(Collected data entries)
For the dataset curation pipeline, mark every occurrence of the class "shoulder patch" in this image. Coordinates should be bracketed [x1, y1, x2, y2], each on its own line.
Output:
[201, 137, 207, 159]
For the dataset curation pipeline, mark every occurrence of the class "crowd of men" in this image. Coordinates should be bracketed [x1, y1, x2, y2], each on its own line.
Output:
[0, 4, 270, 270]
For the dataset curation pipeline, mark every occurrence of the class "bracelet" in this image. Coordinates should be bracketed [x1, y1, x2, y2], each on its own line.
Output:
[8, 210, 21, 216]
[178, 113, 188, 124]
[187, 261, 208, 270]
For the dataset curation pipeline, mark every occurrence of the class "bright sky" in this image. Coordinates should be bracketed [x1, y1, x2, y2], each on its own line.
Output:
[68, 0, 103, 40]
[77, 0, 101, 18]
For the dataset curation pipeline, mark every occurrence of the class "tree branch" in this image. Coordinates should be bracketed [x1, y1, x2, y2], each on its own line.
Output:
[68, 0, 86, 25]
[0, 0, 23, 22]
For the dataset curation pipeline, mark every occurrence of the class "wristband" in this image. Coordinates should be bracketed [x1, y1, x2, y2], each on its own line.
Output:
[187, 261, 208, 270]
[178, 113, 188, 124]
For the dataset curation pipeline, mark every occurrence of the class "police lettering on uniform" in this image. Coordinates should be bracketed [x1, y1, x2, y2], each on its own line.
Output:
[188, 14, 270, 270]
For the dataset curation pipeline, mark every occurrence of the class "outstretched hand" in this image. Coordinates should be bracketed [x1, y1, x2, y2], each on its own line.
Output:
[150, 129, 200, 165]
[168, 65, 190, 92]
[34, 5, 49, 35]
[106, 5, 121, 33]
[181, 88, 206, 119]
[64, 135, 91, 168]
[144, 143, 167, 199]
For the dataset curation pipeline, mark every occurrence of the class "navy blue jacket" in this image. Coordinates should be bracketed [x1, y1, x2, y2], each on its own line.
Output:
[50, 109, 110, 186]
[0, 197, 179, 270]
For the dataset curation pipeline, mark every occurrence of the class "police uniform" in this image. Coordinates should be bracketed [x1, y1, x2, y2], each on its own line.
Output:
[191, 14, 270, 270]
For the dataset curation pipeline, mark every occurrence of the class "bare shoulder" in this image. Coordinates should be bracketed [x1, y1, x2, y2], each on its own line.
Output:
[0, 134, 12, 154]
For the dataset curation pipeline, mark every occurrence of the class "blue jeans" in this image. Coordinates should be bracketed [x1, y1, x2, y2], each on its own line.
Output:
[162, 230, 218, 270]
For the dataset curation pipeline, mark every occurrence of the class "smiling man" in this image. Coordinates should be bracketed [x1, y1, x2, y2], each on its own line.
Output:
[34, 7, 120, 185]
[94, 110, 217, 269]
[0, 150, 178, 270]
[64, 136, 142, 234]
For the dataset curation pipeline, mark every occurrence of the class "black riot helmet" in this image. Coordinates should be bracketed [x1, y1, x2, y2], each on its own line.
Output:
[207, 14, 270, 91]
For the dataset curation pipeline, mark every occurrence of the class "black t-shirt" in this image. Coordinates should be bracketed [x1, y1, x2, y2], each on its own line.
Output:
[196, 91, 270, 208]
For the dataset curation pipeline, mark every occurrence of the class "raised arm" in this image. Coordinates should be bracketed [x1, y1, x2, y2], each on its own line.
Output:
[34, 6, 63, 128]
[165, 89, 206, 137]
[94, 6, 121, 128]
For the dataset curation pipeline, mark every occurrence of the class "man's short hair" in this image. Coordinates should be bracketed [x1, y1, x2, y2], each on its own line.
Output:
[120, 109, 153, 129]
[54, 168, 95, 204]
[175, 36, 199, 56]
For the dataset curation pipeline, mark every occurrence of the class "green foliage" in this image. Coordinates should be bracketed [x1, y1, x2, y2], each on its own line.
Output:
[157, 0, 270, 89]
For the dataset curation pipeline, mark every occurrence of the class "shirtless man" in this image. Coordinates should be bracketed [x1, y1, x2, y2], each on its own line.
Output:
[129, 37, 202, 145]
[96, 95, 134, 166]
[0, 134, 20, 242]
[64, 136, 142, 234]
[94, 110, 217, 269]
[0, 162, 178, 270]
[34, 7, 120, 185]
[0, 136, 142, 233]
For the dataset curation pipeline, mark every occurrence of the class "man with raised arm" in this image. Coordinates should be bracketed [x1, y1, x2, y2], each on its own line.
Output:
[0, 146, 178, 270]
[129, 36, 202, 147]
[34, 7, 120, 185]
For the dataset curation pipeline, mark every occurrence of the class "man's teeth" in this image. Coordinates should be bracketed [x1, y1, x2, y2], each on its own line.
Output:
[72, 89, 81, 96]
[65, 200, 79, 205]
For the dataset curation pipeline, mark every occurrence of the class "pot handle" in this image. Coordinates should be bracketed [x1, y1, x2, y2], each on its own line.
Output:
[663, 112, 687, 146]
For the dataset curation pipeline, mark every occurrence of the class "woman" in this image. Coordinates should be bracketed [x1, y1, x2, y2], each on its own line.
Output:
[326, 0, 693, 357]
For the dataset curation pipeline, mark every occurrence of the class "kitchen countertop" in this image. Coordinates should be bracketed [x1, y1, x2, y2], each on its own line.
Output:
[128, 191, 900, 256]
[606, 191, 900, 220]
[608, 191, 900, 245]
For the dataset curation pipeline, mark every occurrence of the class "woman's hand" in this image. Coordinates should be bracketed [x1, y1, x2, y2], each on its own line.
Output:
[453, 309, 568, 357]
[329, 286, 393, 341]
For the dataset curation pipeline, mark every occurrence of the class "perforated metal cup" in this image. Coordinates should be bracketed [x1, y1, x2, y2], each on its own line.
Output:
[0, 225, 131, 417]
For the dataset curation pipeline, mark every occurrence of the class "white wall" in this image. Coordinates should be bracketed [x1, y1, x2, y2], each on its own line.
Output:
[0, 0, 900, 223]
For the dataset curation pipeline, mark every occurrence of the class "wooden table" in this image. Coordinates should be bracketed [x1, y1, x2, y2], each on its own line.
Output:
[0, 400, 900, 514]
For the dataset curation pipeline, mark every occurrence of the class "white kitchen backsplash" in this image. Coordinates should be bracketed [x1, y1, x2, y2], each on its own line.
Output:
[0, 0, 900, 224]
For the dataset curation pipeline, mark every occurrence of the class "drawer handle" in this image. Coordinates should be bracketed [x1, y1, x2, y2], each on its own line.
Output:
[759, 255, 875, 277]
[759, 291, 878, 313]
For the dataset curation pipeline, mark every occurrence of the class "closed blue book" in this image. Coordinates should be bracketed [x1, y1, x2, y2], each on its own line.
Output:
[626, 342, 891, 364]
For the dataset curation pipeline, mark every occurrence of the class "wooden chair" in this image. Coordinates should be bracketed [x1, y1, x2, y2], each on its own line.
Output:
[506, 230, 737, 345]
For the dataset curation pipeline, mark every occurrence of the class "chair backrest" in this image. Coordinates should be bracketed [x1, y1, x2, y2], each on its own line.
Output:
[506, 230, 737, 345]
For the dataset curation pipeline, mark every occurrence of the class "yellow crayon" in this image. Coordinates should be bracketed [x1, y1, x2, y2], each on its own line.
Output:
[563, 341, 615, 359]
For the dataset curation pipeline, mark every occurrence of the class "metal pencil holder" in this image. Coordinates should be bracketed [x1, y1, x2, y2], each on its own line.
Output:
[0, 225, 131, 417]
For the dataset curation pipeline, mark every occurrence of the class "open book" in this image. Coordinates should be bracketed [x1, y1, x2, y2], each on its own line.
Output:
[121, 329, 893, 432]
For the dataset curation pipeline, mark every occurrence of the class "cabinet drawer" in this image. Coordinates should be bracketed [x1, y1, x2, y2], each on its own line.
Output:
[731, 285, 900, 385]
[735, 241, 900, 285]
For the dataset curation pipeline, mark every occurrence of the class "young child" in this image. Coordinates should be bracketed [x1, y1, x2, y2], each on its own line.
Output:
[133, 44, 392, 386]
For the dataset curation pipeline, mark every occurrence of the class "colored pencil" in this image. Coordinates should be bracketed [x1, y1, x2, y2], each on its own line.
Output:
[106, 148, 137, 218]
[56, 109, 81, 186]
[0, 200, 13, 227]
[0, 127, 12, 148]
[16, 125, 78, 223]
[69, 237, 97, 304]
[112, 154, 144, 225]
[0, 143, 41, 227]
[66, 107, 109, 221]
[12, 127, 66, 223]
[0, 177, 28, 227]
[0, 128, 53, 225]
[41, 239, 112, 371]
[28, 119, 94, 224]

- _Problem description_
Return every line in the collected data entries that contains the word "white". Case counts.

- _Exercise output_
For the dataset curation pipeline, mark every occurrence of the class "white wall" in this image. Coordinates should be bracketed [x1, y1, x2, y2], each on its own line.
For the dataset curation pipeline, mark every occurrence of the class "white kitchen backsplash" in this image. Coordinates should be bracketed [x1, y1, x2, y2], each on its own line.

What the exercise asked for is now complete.